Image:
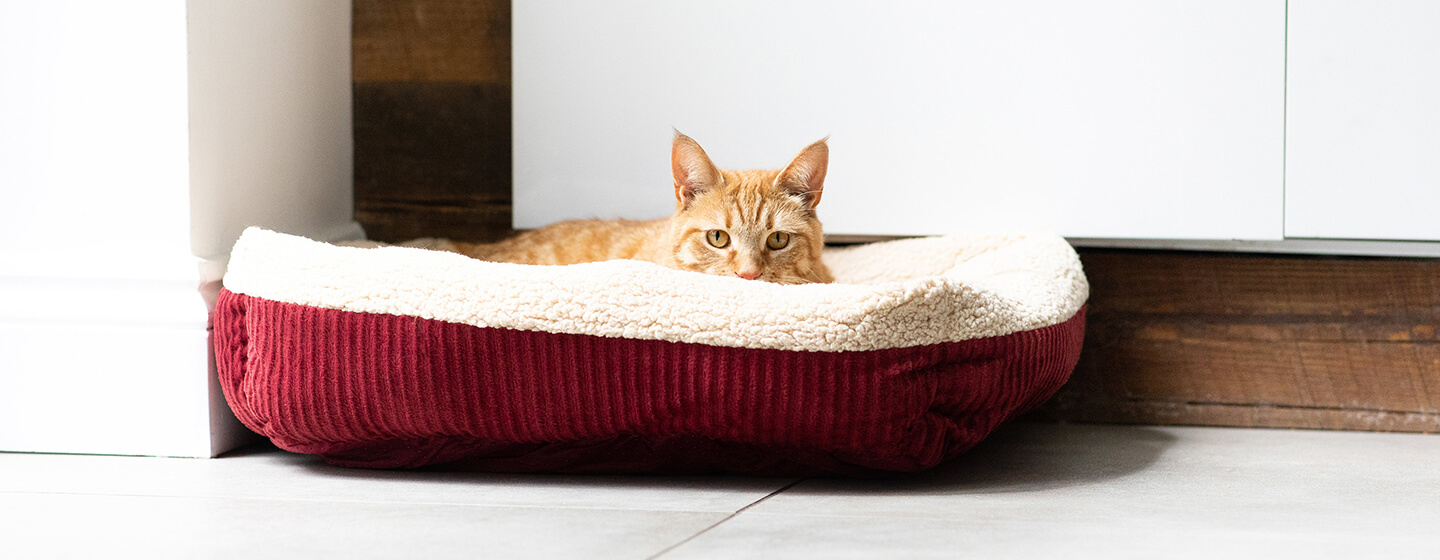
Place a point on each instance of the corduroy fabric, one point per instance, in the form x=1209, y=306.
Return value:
x=401, y=392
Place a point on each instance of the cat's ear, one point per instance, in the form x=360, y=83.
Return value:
x=805, y=174
x=693, y=170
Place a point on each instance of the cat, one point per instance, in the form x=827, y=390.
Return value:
x=753, y=225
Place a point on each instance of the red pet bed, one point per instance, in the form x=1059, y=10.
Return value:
x=399, y=357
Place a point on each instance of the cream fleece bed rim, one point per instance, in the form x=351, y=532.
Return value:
x=887, y=295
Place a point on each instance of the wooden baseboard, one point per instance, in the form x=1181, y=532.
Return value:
x=1257, y=340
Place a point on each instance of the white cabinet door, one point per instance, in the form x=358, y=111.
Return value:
x=1362, y=157
x=1090, y=118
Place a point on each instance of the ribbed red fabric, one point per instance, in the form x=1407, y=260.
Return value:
x=399, y=392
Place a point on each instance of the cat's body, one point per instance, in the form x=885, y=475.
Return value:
x=755, y=225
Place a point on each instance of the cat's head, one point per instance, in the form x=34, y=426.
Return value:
x=755, y=225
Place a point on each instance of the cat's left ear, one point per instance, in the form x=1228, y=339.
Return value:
x=805, y=174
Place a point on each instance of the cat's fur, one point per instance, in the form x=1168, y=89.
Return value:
x=748, y=206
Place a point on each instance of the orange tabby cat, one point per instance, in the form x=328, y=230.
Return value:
x=755, y=225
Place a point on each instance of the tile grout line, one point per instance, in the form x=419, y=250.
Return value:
x=722, y=521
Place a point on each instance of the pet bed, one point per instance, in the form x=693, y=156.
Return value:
x=398, y=357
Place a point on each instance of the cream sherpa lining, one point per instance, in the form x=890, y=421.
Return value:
x=894, y=294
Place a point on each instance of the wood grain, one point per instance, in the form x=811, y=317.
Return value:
x=431, y=41
x=1257, y=340
x=432, y=118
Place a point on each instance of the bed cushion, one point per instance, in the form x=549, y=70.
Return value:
x=399, y=357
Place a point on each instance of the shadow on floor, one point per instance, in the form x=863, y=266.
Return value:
x=1033, y=457
x=1017, y=458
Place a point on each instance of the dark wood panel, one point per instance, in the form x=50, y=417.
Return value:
x=431, y=41
x=1172, y=337
x=432, y=160
x=1257, y=340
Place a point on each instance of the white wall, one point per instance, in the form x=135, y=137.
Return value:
x=1362, y=159
x=1092, y=118
x=137, y=138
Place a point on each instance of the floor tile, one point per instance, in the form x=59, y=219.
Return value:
x=1116, y=491
x=1247, y=478
x=268, y=472
x=785, y=537
x=68, y=526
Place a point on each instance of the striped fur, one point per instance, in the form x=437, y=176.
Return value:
x=748, y=206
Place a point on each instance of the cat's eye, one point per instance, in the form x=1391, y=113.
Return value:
x=717, y=238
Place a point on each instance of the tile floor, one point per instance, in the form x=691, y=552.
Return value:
x=1031, y=491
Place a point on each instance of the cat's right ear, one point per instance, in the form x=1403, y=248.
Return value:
x=694, y=173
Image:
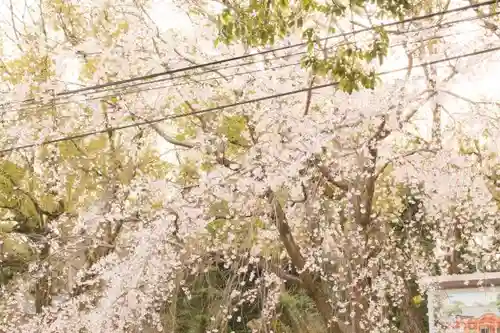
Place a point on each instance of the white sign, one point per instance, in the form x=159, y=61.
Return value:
x=468, y=303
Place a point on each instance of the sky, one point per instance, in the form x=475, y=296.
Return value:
x=484, y=84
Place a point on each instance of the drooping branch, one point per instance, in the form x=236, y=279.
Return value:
x=312, y=284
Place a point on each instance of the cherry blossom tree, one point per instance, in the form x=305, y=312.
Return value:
x=315, y=211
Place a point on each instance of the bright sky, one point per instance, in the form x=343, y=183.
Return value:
x=485, y=84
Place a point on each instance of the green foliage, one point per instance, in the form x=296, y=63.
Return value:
x=263, y=23
x=233, y=127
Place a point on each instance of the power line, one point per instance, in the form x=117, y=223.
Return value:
x=226, y=106
x=123, y=90
x=271, y=50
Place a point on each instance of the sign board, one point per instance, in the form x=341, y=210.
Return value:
x=468, y=303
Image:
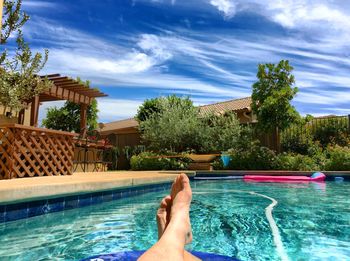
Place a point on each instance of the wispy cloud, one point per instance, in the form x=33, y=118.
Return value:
x=29, y=4
x=227, y=7
x=209, y=66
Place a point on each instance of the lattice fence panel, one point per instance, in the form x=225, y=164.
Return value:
x=29, y=152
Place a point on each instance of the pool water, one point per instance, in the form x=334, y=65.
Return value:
x=313, y=222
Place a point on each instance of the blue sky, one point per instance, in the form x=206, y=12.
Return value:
x=208, y=49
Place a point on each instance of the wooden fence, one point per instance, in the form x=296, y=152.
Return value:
x=28, y=152
x=322, y=129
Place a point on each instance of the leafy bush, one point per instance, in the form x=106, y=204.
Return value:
x=179, y=127
x=151, y=161
x=339, y=158
x=255, y=158
x=299, y=162
x=175, y=128
x=220, y=132
x=296, y=142
x=217, y=164
x=332, y=131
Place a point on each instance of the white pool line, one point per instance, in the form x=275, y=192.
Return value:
x=274, y=228
x=268, y=212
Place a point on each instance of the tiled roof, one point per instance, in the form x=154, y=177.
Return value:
x=119, y=125
x=231, y=105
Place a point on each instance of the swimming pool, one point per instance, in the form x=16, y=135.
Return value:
x=313, y=223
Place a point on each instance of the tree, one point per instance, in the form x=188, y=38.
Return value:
x=154, y=105
x=174, y=128
x=179, y=127
x=272, y=94
x=221, y=132
x=148, y=107
x=19, y=80
x=67, y=118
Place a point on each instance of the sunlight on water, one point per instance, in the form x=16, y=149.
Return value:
x=313, y=222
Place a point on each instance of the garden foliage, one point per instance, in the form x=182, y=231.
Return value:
x=152, y=161
x=19, y=80
x=272, y=94
x=179, y=127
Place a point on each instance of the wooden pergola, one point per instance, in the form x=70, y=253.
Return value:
x=28, y=151
x=64, y=88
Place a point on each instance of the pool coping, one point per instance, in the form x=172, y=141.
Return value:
x=31, y=189
x=268, y=173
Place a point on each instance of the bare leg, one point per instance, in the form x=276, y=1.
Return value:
x=171, y=244
x=163, y=218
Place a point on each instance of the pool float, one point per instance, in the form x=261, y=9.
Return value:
x=316, y=177
x=134, y=255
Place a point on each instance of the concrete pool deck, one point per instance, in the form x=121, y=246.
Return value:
x=34, y=188
x=28, y=189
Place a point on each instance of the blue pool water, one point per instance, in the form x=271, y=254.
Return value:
x=313, y=223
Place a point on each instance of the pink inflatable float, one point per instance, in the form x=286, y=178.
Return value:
x=317, y=177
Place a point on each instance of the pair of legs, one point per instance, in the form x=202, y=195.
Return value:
x=174, y=227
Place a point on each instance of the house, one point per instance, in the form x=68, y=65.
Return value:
x=125, y=132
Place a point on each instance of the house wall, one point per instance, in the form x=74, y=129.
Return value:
x=14, y=118
x=127, y=137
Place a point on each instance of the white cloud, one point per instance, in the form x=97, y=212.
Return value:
x=153, y=44
x=117, y=109
x=227, y=7
x=38, y=4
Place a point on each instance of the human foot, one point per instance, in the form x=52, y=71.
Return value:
x=163, y=215
x=181, y=196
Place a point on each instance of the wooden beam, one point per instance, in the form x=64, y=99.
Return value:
x=21, y=115
x=1, y=7
x=58, y=93
x=34, y=112
x=83, y=119
x=50, y=75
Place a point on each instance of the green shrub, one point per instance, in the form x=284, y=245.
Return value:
x=217, y=164
x=288, y=161
x=295, y=142
x=151, y=161
x=255, y=158
x=339, y=158
x=332, y=131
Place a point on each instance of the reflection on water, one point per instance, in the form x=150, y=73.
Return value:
x=313, y=220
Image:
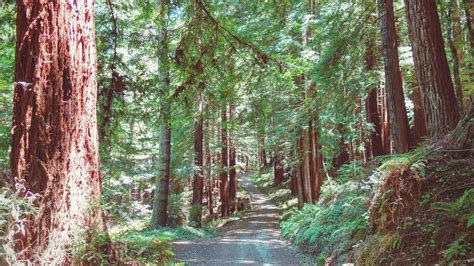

::::

Task description:
Leaving the pictures out, reproduce the entries above exactly.

Solution to this exercise:
Image:
Place a point on each instance of the corduroy fabric, one point per instance, in the form x=1209, y=306.
Return value:
x=401, y=392
Place a point on each instance of the cat's ear, one point per instance, in the form x=360, y=83.
Return value:
x=805, y=174
x=693, y=170
Place a point on each instance of the cat, one point per instance, in the form x=827, y=390.
Return value:
x=753, y=225
Place a point on each instance of the red pet bed, one point per instance, in the form x=1059, y=10.
Return value:
x=399, y=357
Place a point on each instance of the cream fleece bed rim, one point per instance, in the form x=351, y=532.
Return value:
x=887, y=295
Place a point on each instance of the wooden baseboard, one point per instance, in the form x=1181, y=532.
Return value:
x=1257, y=340
Place a point on each instance of the white cabinet door, one point per instance, in the form x=358, y=111.
Return value:
x=1362, y=157
x=1090, y=118
Place a point on each instance of the ribbed red fabric, one point per instance, in the form x=1407, y=260.
Return value:
x=399, y=392
Place a point on each instance of the cat's body, one point per instance, in the form x=885, y=475.
Return value:
x=755, y=225
Place a point on each instance of the cat's head, one point per instance, in the form x=34, y=426.
Return value:
x=755, y=225
Place a point on each instance of the cat's left ear, one point per instance, in the form x=1228, y=339.
Return value:
x=805, y=174
Place a point on each instance of the cat's fur, one point per instance, in the form x=1168, y=89.
Return value:
x=748, y=206
Place a point on each instance of the orange tabby cat, one point per instance, in the form x=328, y=230.
Return value:
x=755, y=225
Place a point on each instance of the tile grout line, one point per instance, in the form x=419, y=250.
Return value:
x=722, y=521
Place a point on each instance of the pet bed, one point per instance, in the form x=693, y=156.
Return value:
x=398, y=357
Place a point on each instance of the cream sherpa lining, one point per instance, in the form x=890, y=421.
Return value:
x=894, y=294
Place a point on each instance of the wood grain, one point per instance, in the form x=811, y=317.
Return value:
x=431, y=41
x=1257, y=340
x=432, y=118
Place a point on each instance of the bed cushion, one point per instance, in the form x=549, y=70.
Return value:
x=399, y=357
Place a point on each instance of the shadow on floor, one point per instance, in the form x=863, y=266.
Return value:
x=1033, y=457
x=1017, y=458
Place a point on each instance of the dark wood panel, one point per instance, in the form x=50, y=417.
Return value:
x=431, y=41
x=1172, y=337
x=432, y=160
x=1257, y=340
Place a point on each instance of the white wall, one point per instance, in the form x=135, y=137.
Return value:
x=1362, y=159
x=1092, y=118
x=137, y=138
Place a point on each instance of the floor tile, one point per instance, in the form x=59, y=219.
Return value:
x=1116, y=491
x=1247, y=478
x=268, y=472
x=785, y=537
x=68, y=526
Place a point on each instance of the striped fur, one point per instance, in the form x=437, y=176.
Return value:
x=748, y=206
Place a point on each instance of the cat's eye, one point per instance, in the form x=1391, y=113.
Return value:
x=717, y=238
Place a point on each instance of the tile floor, one point per instance, in the form x=691, y=552.
Return value:
x=1031, y=491
Place a point on each instance of the cat's right ear, one point per instance, in the form x=1403, y=248.
Return value:
x=694, y=173
Image:
Place a point on each instance of the white sign, one point per instance, in the form x=159, y=61.
Return value:
x=468, y=303
Place a point on each instance of the sky, one point per instance, in the form x=475, y=296.
Return value:
x=484, y=84
Place a point on each instance of the drooping branch, one point per instance, in the form x=236, y=279.
Return value:
x=312, y=284
Place a point on each instance of the cherry blossom tree, one point per instance, in the form x=305, y=312.
Return value:
x=315, y=211
Place a point on each instance of the bright sky, one point per instance, in the form x=343, y=183.
Return value:
x=485, y=84
Place a point on each instance of the green foliage, one point per instance, in the form x=296, y=63.
Return value:
x=263, y=23
x=233, y=127
Place a point on each instance of the power line, one point per instance, in the form x=117, y=223.
Return value:
x=226, y=106
x=123, y=90
x=271, y=50
Place a point on each instance of the sign board, one point per instance, in the form x=341, y=210.
Return value:
x=468, y=303
Image:
Place a point on each instance of the wispy cloud, one point per instance, in the form x=33, y=118.
Return value:
x=29, y=4
x=227, y=7
x=209, y=66
Place a point on each instance of the lattice fence panel, one point per instance, in the form x=225, y=164.
Return value:
x=29, y=152
Place a point on each instance of the pool water, one point per instance, in the form x=334, y=65.
Return value:
x=313, y=222
Place a point on each instance of the blue sky, one point per instance, in the form x=206, y=12.
Return value:
x=208, y=49
Place a point on each instance of the wooden fence, one point per instance, in the form x=296, y=152.
Return value:
x=28, y=152
x=322, y=129
Place a point on each instance of the leafy bush, one point per instance, in the form x=106, y=204.
Return value:
x=179, y=127
x=151, y=161
x=339, y=158
x=255, y=158
x=299, y=162
x=175, y=128
x=220, y=132
x=296, y=142
x=217, y=164
x=332, y=131
Place a point on each instance of the white pool line, one point per instance, in the form x=275, y=192.
Return value:
x=274, y=228
x=268, y=212
Place a point on each instance of the tiled roof, one point per instance, in the form x=154, y=177.
Return value:
x=119, y=125
x=231, y=105
Place a point on each instance of the swimming pool, one point per instance, in the form x=16, y=135.
Return value:
x=313, y=223
Place a point on each instance of the tree, one point per instance, in the form x=188, y=38.
Return value:
x=154, y=105
x=174, y=128
x=179, y=127
x=272, y=94
x=221, y=132
x=148, y=107
x=19, y=80
x=67, y=118
Place a point on each instance of the sunlight on water, one point per instance, in the form x=16, y=149.
Return value:
x=313, y=222
Place a point on each instance of the garden foliage, one point per instance, in the form x=182, y=231.
Return value:
x=152, y=161
x=19, y=80
x=272, y=94
x=179, y=127
Place a point on each instance of the wooden pergola, one point per instance, in the form x=70, y=253.
Return value:
x=28, y=151
x=64, y=88
Place a point on each instance of the pool coping, one point per instance, in the form x=172, y=141.
Return value:
x=31, y=189
x=268, y=173
Place a point on each instance of the bare leg, one point per instance, in the form x=276, y=1.
Return value:
x=171, y=244
x=163, y=218
Place a point on each instance of the pool float, one point per instance, in the form x=261, y=9.
Return value:
x=316, y=177
x=134, y=255
Place a point on each instance of the concrete pool deck, one point per instance, in the form x=121, y=246.
Return value:
x=34, y=188
x=28, y=189
Place a point on each instance of the blue pool water, one point per instance, in the form x=271, y=254.
Return value:
x=313, y=223
Place a point on each instance of the pink inflatable float, one point per instance, in the form x=286, y=178.
Return value:
x=317, y=177
Place a point on each instance of the pair of legs, one point per instance, in the form x=202, y=195.
Return value:
x=174, y=227
Place a point on each instance of the house, one point per instance, in the form x=68, y=65.
Return value:
x=125, y=132
Place a point on each instance of the house wall, one point per instance, in the form x=74, y=129.
Return value:
x=14, y=118
x=127, y=137
Place a point on each instance of the white cloud, one point per instance, in the form x=97, y=212.
Return value:
x=153, y=44
x=117, y=109
x=227, y=7
x=38, y=4
Place a point on each instance of the human foot, one point per instance, in the form x=52, y=71.
Return value:
x=163, y=215
x=181, y=196
Place a point on each instance of the wooden beam, one point per instance, in the form x=64, y=99.
Return value:
x=21, y=115
x=1, y=7
x=58, y=93
x=34, y=112
x=83, y=119
x=50, y=75
Place a point on each instance of the green shrub, one point per instance, in the form x=284, y=245.
Return value:
x=217, y=164
x=288, y=161
x=295, y=142
x=151, y=161
x=255, y=158
x=339, y=158
x=332, y=131
Place a point on each instance of the reflection on water, one point per instance, in the form x=150, y=73.
Return value:
x=313, y=220
Image:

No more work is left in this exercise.